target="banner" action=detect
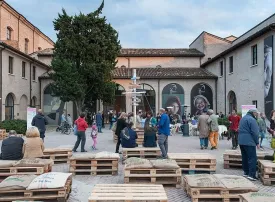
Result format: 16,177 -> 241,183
242,105 -> 256,117
27,107 -> 36,128
162,83 -> 184,116
190,83 -> 213,116
264,35 -> 273,117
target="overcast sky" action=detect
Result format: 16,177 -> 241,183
6,0 -> 275,48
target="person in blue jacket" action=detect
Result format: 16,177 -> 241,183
238,109 -> 260,181
158,108 -> 170,159
120,122 -> 138,148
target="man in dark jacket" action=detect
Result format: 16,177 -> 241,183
238,109 -> 260,181
32,109 -> 48,141
0,130 -> 24,160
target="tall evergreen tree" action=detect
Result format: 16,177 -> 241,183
50,1 -> 121,112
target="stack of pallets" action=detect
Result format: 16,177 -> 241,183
124,168 -> 181,188
0,165 -> 52,181
89,184 -> 168,202
70,157 -> 118,176
168,153 -> 216,174
42,148 -> 72,164
223,150 -> 268,169
122,147 -> 161,160
240,192 -> 275,202
183,174 -> 258,202
258,160 -> 275,186
0,129 -> 7,140
0,176 -> 72,202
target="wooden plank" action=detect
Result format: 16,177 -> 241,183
89,184 -> 168,202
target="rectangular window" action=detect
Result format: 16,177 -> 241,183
22,62 -> 26,78
252,100 -> 258,108
220,61 -> 223,76
251,45 -> 258,65
9,56 -> 13,74
32,66 -> 36,81
229,56 -> 233,73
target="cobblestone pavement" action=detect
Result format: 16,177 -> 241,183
1,126 -> 275,202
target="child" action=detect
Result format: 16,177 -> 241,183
91,123 -> 98,150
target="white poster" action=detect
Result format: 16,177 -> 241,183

_Problem to work on_
Please find each line in the items above that contains the string "detect" and copy those lines out in full.

_Finished exercise_
target="banner" action=detect
target="overcast sky" action=detect
target="person in blue jacket" action=detect
target="man in dark jacket" action=detect
target="tall evergreen tree" action=detect
target="stack of pallets" action=detect
target="wooden plank" action=detect
target="rectangular window" action=detect
target="cobblestone pavement" action=detect
target="child" action=detect
target="white poster" action=detect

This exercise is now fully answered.